What is being asked.
Could you return every record below without changing a word?

Dataset.
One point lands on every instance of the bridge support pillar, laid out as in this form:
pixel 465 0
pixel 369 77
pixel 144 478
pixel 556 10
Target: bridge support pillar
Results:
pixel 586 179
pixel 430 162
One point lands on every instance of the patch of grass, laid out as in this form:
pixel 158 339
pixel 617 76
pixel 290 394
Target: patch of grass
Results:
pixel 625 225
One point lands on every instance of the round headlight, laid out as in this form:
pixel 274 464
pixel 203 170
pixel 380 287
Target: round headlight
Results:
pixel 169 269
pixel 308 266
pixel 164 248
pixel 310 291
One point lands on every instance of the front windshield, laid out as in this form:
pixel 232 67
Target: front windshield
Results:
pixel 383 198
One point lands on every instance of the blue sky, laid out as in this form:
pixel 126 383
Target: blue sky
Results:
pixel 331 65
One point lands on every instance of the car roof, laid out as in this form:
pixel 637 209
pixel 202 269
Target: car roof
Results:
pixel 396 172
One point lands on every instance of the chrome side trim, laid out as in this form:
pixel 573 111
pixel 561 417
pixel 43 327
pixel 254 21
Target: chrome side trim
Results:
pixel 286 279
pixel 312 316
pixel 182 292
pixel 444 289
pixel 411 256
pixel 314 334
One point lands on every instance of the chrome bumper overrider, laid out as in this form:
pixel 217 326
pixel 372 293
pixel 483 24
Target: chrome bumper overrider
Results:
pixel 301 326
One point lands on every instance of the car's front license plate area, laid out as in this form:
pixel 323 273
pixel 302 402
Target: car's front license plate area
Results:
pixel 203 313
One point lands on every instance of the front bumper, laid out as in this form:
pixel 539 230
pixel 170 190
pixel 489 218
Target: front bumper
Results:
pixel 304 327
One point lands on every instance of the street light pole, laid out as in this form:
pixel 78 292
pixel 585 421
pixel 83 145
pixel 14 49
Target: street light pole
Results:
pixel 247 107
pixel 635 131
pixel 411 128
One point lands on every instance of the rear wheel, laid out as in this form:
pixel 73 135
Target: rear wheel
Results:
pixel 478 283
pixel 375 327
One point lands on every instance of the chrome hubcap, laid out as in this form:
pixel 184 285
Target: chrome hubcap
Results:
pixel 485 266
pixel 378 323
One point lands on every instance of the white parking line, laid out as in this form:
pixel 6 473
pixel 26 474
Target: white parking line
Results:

Exercise answer.
One point lands on every instance of the bridge support pillar, laid out as in this form:
pixel 465 0
pixel 369 77
pixel 144 478
pixel 556 10
Target: bridge support pillar
Results:
pixel 586 179
pixel 430 162
One point lands on every instance of the patch of grass, laid out as in this form:
pixel 158 339
pixel 617 76
pixel 290 394
Target: patch of grass
Results:
pixel 625 225
One point lands on every instance of the round headlight, laid out as in this form:
pixel 274 464
pixel 203 170
pixel 380 287
Target: round headlight
Results:
pixel 169 269
pixel 308 266
pixel 164 248
pixel 310 291
One point lands on every instance of the front windshield, laid out as in this form:
pixel 232 67
Target: front windshield
Results:
pixel 383 198
One point lands on every instance of the blue sky, laid out as in this form:
pixel 126 383
Target: blue sky
Results:
pixel 331 65
One point lands on every instance of the car roof, laid out as in this form:
pixel 637 209
pixel 202 269
Target: car roof
Results:
pixel 396 172
One point lands on every instance of the chrome side trim, laid out as in this form:
pixel 573 111
pixel 561 417
pixel 43 327
pixel 254 21
Target: chrome side trim
Results:
pixel 286 279
pixel 312 316
pixel 182 292
pixel 444 289
pixel 411 256
pixel 314 334
One point lands on every instance of the chrome bumper overrider, laid out as in this form:
pixel 217 326
pixel 372 293
pixel 483 24
Target: chrome bumper overrider
Results:
pixel 301 326
One point lands on every instance of the car's front license plate area, laid out as in this form:
pixel 323 273
pixel 302 402
Target: car's front license plate area
Results:
pixel 203 313
One point lands on every instance of the front bumper, laid out as in this form:
pixel 539 230
pixel 170 190
pixel 489 218
Target: front bumper
Results:
pixel 304 327
One point lands on every instance of the street light pole, laid out as in this form:
pixel 78 292
pixel 585 421
pixel 83 145
pixel 14 49
Target: street light pole
Results:
pixel 247 107
pixel 635 131
pixel 411 128
One point lands on every instance of the rear wheel, laid out as in this form:
pixel 73 135
Target: rear wheel
Results:
pixel 478 283
pixel 375 327
One point lands on every instance of the chrome hubcap, laid out as in this form:
pixel 184 285
Target: chrome hubcap
Results:
pixel 485 266
pixel 378 323
One point lands on every instance of the white parking line, laid out as in this form:
pixel 6 473
pixel 26 474
Target: white parking line
Results:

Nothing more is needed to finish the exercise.